§ **Your goal**
The entries should be restated word for word.

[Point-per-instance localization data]
────────────────────────────────────────
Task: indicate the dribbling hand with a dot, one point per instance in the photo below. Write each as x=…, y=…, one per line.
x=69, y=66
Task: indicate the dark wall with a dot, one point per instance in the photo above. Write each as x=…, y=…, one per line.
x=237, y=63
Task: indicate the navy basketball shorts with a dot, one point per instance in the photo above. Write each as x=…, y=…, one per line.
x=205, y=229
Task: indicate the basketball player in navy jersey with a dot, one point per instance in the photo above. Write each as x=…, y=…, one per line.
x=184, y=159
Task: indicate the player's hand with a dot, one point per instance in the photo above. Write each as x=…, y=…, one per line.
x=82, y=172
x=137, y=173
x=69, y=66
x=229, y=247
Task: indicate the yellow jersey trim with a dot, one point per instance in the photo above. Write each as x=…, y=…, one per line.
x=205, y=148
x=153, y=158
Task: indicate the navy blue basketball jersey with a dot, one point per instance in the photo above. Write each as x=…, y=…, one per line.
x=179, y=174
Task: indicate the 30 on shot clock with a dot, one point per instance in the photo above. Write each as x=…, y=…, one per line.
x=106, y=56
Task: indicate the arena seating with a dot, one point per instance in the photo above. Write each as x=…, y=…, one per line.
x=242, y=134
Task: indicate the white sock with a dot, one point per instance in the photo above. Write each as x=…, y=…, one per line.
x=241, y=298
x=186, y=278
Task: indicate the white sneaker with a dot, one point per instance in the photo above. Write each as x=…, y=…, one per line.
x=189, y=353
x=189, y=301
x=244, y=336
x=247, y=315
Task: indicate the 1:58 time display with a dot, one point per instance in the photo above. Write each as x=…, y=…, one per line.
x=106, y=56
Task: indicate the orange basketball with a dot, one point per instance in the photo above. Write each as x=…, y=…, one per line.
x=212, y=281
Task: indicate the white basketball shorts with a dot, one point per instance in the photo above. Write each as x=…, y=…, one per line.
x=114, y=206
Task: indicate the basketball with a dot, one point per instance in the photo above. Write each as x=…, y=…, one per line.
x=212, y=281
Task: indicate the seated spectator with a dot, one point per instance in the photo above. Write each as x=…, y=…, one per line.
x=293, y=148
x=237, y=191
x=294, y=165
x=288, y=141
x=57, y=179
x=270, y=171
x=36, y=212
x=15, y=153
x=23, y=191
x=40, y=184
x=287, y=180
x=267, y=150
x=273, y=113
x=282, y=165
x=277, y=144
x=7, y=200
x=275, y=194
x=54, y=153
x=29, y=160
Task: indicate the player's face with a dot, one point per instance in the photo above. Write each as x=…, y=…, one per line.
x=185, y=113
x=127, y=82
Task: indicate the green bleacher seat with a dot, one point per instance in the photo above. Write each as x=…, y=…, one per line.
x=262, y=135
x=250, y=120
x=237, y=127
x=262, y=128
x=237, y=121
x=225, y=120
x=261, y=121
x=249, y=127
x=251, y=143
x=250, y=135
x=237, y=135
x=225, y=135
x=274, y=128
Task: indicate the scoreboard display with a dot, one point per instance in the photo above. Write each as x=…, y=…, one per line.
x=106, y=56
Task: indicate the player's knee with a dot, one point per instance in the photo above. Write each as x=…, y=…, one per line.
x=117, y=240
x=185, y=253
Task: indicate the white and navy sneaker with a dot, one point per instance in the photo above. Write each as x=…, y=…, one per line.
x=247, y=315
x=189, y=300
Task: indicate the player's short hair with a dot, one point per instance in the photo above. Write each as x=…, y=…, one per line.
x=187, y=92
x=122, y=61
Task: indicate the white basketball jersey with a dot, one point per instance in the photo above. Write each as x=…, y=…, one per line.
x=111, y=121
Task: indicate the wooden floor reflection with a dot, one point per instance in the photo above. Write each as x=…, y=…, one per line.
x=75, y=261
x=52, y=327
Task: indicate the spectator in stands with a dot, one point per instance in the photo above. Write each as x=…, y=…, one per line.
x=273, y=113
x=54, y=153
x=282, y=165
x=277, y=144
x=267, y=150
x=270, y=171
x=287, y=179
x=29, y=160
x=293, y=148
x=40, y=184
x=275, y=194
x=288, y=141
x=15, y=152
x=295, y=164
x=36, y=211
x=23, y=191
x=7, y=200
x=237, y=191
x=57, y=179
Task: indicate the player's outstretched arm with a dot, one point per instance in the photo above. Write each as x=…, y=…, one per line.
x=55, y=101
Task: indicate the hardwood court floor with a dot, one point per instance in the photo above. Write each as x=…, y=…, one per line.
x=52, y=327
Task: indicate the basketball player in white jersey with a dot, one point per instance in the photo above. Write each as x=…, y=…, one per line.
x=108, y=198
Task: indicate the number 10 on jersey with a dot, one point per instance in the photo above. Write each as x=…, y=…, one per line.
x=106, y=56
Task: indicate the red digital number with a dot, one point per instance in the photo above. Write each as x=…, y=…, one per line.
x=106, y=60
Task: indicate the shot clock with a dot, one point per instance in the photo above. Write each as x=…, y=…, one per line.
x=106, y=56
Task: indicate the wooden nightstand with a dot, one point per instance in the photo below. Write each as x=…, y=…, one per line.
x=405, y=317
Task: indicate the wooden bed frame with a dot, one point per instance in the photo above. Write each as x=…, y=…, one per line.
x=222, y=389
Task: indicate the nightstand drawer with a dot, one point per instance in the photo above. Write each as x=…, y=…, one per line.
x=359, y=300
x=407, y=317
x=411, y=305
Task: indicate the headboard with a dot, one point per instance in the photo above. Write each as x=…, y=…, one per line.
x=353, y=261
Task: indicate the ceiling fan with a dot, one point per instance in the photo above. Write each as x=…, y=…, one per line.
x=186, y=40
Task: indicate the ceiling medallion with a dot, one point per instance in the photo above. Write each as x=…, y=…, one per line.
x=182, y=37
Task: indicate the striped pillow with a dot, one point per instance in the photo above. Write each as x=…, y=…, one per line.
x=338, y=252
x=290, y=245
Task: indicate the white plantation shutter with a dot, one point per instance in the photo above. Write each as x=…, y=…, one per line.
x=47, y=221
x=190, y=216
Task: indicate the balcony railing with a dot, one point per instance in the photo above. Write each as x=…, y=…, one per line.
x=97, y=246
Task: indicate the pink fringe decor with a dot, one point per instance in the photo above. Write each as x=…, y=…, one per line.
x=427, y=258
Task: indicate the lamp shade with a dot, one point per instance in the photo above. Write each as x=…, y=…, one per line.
────────────────────────────────────────
§ **Solution to this problem**
Task: indicate the dribbling hand with a dot, one point per instance in the photo below. Write each as x=…, y=…, one per line.
x=69, y=66
Task: indicate the dark wall with a dot, one point per instance in the photo above. Write each as x=…, y=…, one per line.
x=237, y=63
Task: indicate the navy basketball shorts with a dot, one point per instance in the photo above. Write each as x=…, y=…, one per line.
x=205, y=229
Task: indicate the basketball player in navy jersey with a dot, one point per instance in the photo above. Write each as x=…, y=…, one per line.
x=184, y=159
Task: indicate the player's hand with a dot, one point per instance in the photo above. Write each as x=…, y=…, one per line.
x=82, y=172
x=137, y=173
x=69, y=66
x=229, y=247
Task: indicate the yellow jersey trim with a dot, one point per instance in the photo above. Write each as x=…, y=…, one per line.
x=205, y=148
x=153, y=158
Task: indicate the navy blue basketball jersey with a dot, one point per instance in the photo above. Write each as x=…, y=…, one per line.
x=179, y=174
Task: indicate the 30 on shot clock with a dot, one point per instance in the photo above. Write each as x=…, y=…, one per line.
x=106, y=56
Task: indicate the arena seating with a dot, one point per instance in the photo above. Write each as x=…, y=…, one per line.
x=242, y=134
Task: indicate the white sock with a dot, one point per instance in the photo above. Write each as x=…, y=…, one per line.
x=241, y=298
x=186, y=278
Task: indicate the white sneaker with a dot, one point per instance in the photo above. Write each as x=…, y=…, one per line.
x=189, y=353
x=189, y=301
x=244, y=336
x=247, y=315
Task: indicate the 1:58 time display with a dot, one point per instance in the photo above. Write each as x=…, y=…, one per line.
x=106, y=56
Task: indicate the orange basketball with a dot, one point per instance in the photo above. Write each as x=…, y=…, one per line.
x=212, y=281
Task: indicate the white basketball shorts with a dot, one point per instance in the photo above. Write each as x=…, y=…, one per line.
x=114, y=206
Task: indicate the basketball with a dot, one point per instance in the photo above. Write each as x=…, y=…, one per line.
x=212, y=281
Task: indicate the seated spectator with a dot, one point per instance in the photo above. Write each as x=…, y=…, one per line.
x=293, y=148
x=237, y=191
x=294, y=165
x=288, y=141
x=57, y=179
x=270, y=171
x=36, y=212
x=15, y=153
x=23, y=191
x=40, y=184
x=287, y=180
x=267, y=150
x=273, y=113
x=282, y=165
x=277, y=144
x=7, y=200
x=275, y=194
x=54, y=153
x=29, y=160
Task: indicate the player's face with a dot, one point per instance in the photo above. Write each as x=…, y=…, one per line.
x=185, y=113
x=127, y=82
Task: indicate the green bleacher seat with a dot, one point per instance in the photo above. Write each as x=…, y=…, one per line.
x=262, y=135
x=250, y=120
x=237, y=127
x=262, y=128
x=237, y=121
x=225, y=120
x=261, y=121
x=249, y=127
x=251, y=143
x=250, y=135
x=237, y=135
x=225, y=135
x=274, y=128
Task: indicate the scoreboard display with a dot, one point per instance in the photo above. Write each as x=…, y=…, one per line.
x=106, y=56
Task: indicate the player's knee with a dot, one point per instance in the photo above. Write each as x=…, y=…, one per line.
x=117, y=240
x=185, y=253
Task: indicate the white and navy sneaker with a dot, one point per instance in the photo above. Write each as x=…, y=…, one per line.
x=247, y=315
x=189, y=300
Task: indicate the player's short hair with a dot, one point per instance in the photo above. Write each as x=…, y=…, one per line.
x=187, y=92
x=122, y=61
Task: indicate the white basketball jersey with a dot, one point per instance in the photo above. Write each as x=…, y=…, one per line.
x=111, y=121
Task: indicate the wooden floor reflection with a dot, one point per instance in the photo above. Write each as x=…, y=…, one per line.
x=75, y=261
x=52, y=327
Task: indicate the spectator in stands with a dot, one point per instance in the photo above. Write each as x=…, y=…, one per line.
x=273, y=113
x=54, y=153
x=282, y=165
x=277, y=144
x=267, y=150
x=270, y=171
x=287, y=179
x=29, y=160
x=293, y=148
x=40, y=184
x=275, y=194
x=288, y=141
x=15, y=152
x=295, y=164
x=36, y=211
x=23, y=191
x=7, y=200
x=237, y=191
x=57, y=179
Task: indicate the player's outstretched arm with a dot, one point per instance in the photo above. Write each as x=…, y=…, one per line.
x=55, y=101
Task: indicate the hardwood court floor with a dot, one point per instance in the photo above. Write each as x=…, y=…, one per line.
x=52, y=327
Task: indicate the basketball player in white jersey with a dot, one point per instance in the photo above. Write each as x=…, y=…, one per line.
x=108, y=198
Task: indicate the number 10 on jersey with a dot, one point per instance in the photo above. Write each as x=…, y=…, one per line.
x=106, y=56
Task: indicate the red digital number with a dot, one point per instance in the photo above. Write each as x=…, y=…, one per line.
x=106, y=60
Task: indicate the shot clock with a dot, one point per instance in the photo above. Write each as x=…, y=…, one per line.
x=106, y=56
Task: indicate the wooden nightstand with a dot, one point per instance in the photo below. Write each as x=…, y=…, one per line.
x=405, y=317
Task: indicate the wooden bed frame with a dot, one point per instance in the photo above. Write each as x=…, y=…, one per line.
x=222, y=389
Task: indicate the nightstand drawer with a dot, one point per instance in the photo above. Write each as x=…, y=…, one per line.
x=359, y=300
x=407, y=317
x=411, y=305
Task: indicate the headboard with a dot, one point per instance in the photo above. Write each as x=…, y=…, one per line.
x=353, y=261
Task: indicate the ceiling fan with a dot, one point per instance in the photo above. Write each as x=…, y=…, one per line.
x=186, y=40
Task: indicate the ceiling medallion with a dot, one point per instance in the photo above. Write each as x=…, y=…, one per line.
x=182, y=37
Task: indicate the striped pillow with a dot, one point per instance in the photo above. Write each as x=…, y=…, one per line.
x=338, y=252
x=290, y=245
Task: indicate the white plantation shutter with a dot, one point per instance in the photo above. Write each as x=…, y=…, one per line.
x=47, y=221
x=190, y=216
Task: indicate the balcony railing with a dot, one point per instance in the photo above. Write each as x=…, y=…, one per line.
x=97, y=246
Task: indicate the pink fringe decor with a dot, one point per instance in the photo above. Write each as x=…, y=…, one per line.
x=427, y=258
Task: indicate the lamp shade with a dot, one point per instance in the photo above. Write each as x=…, y=…, one per line.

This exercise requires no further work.